**PROBLEM DESCRIPTION:**
Reproduce verbatim the lines between the one containing "Task: locate the grassy" and the one containing "x=370 y=155", inclusive of both.

**DATA FOR PROCESSING:**
★ ★ ★ ★ ★

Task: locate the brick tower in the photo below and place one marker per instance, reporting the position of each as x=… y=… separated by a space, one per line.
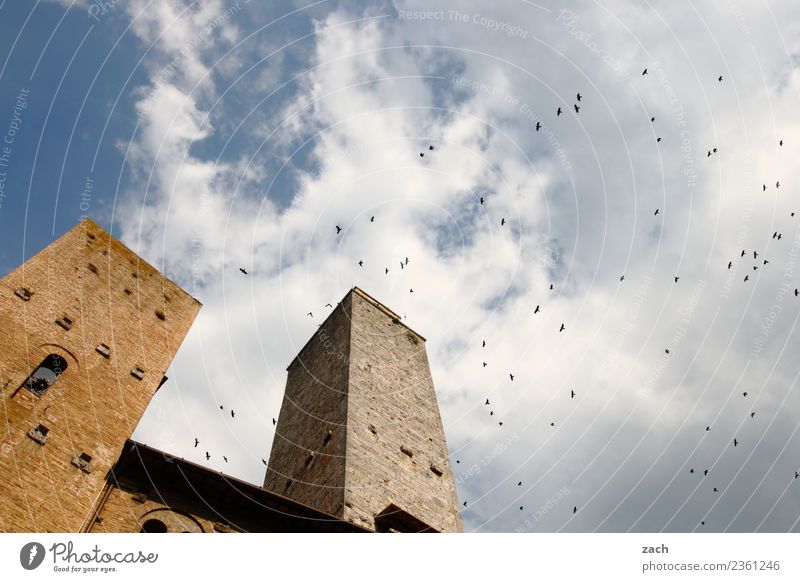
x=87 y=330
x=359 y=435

★ ★ ★ ★ ★

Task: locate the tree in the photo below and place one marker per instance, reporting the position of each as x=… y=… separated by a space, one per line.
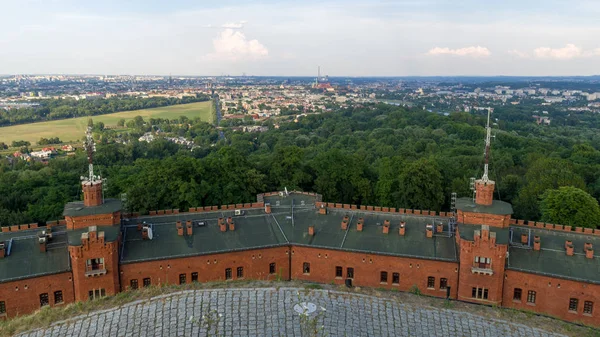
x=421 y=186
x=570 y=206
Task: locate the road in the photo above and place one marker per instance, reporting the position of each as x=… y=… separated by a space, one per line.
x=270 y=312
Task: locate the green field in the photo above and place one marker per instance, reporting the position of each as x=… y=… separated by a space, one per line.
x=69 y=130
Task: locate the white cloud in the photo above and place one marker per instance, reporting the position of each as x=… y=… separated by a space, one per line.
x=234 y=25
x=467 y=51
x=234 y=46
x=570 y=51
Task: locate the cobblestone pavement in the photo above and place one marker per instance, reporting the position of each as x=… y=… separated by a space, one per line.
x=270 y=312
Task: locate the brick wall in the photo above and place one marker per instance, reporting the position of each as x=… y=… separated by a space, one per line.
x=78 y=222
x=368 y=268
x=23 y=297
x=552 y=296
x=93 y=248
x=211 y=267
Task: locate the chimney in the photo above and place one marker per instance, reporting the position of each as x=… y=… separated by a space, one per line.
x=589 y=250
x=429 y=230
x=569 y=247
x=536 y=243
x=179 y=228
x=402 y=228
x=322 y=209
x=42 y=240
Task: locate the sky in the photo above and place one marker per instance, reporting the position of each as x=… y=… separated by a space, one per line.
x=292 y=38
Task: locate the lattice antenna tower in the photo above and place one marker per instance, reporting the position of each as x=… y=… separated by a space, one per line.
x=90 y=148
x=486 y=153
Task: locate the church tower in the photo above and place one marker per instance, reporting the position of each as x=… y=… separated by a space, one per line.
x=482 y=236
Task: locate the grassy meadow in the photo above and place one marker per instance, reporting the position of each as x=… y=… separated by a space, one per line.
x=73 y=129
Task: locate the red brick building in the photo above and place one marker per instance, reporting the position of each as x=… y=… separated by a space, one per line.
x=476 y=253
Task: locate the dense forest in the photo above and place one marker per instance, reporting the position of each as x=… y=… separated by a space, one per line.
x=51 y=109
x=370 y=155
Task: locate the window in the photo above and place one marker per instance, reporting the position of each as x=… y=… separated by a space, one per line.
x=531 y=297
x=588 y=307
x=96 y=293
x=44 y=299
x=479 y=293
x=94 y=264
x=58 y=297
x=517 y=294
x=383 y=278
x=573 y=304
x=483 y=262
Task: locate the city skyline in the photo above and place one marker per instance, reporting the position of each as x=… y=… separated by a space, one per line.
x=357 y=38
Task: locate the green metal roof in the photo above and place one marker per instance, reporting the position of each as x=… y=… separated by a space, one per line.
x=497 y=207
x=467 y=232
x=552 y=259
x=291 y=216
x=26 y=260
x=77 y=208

★ ★ ★ ★ ★

**FINAL RESULT:**
Task: locate the grassy meadow in the photo above and place one marker per instance, reporting the position of each as x=… y=… separated by a space, one per line.
x=73 y=129
Task: locate the red brick building in the photo above and place one marker per instance, reporting the position of each as x=… y=… separated by a space, one per line.
x=476 y=253
Task: locate the dense forest in the photo above and place one marker per instance, reporting the position of each as x=… y=… separated by a space, one per line.
x=51 y=109
x=370 y=155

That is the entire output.